:: Task instructions ::
The entries below need to be written out exactly, with no pictures included.

:: Source material ::
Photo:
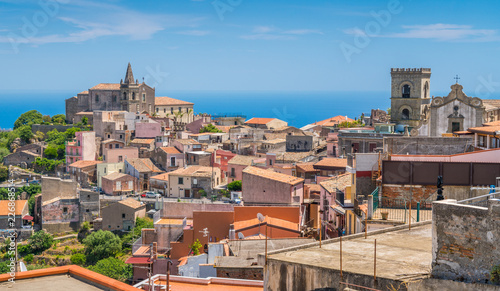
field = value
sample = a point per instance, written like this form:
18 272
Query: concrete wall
465 240
427 145
260 190
55 187
176 209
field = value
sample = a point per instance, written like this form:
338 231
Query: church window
405 114
406 91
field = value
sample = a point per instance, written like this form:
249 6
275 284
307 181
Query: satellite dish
23 267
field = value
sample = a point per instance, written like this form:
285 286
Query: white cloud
194 32
273 33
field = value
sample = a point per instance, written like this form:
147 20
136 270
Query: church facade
412 107
128 95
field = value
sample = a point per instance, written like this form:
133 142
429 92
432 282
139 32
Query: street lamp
261 219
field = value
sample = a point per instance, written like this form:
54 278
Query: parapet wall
465 240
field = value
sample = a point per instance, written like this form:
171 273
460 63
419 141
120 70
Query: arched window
405 114
406 91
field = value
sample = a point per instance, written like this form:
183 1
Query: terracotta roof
115 175
143 140
485 129
306 167
171 150
241 160
19 206
241 225
271 175
340 182
493 123
143 165
163 177
131 202
274 141
170 101
96 279
256 120
333 120
332 162
185 141
83 164
194 171
106 86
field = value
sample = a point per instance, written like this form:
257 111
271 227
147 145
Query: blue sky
233 45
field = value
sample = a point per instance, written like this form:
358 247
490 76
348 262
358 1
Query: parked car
152 195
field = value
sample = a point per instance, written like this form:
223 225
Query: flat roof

:: Task response ::
Photo:
field = value
sample = a point per instance, written like this form:
18 272
Query: concrete wall
465 240
427 145
260 190
55 187
176 209
field = value
sample = a point per instance, written like this form:
338 231
Query: church window
405 114
406 91
field = value
sample = a point per instance, written like this form:
249 6
275 284
307 181
Query: satellite dish
23 267
field = value
sample = a point per instance, written like this form:
285 286
Query: white cloud
194 32
273 33
field = value
sample = a point per instance, written like this form:
147 20
136 270
Query: church facade
412 107
128 95
field = value
sample = a point per instance, written like this form:
133 142
429 92
432 282
139 32
Query: street lamp
261 219
field = value
sample = a point per instance, written like this form:
54 278
Query: parapet wall
465 240
field = value
sample = a point per instance, written like this form:
171 273
460 63
419 141
120 70
Query: arched window
405 114
406 91
field = value
sample = a point per instance, written like this form:
183 1
Query: terracotta roof
115 175
143 140
485 129
306 167
171 150
241 160
19 206
241 225
271 175
340 182
493 123
143 165
163 177
131 202
274 141
170 101
96 279
256 120
333 120
332 162
185 141
83 164
194 171
106 86
field = value
sample = a point per instance, written like this form:
257 111
271 227
147 145
Query: blue sky
233 45
field = value
sample = a point per instance, written like this form:
358 247
490 76
348 262
358 1
Query: parked car
152 195
field = value
sample = a point per instance, written like this form:
223 225
Query: flat roof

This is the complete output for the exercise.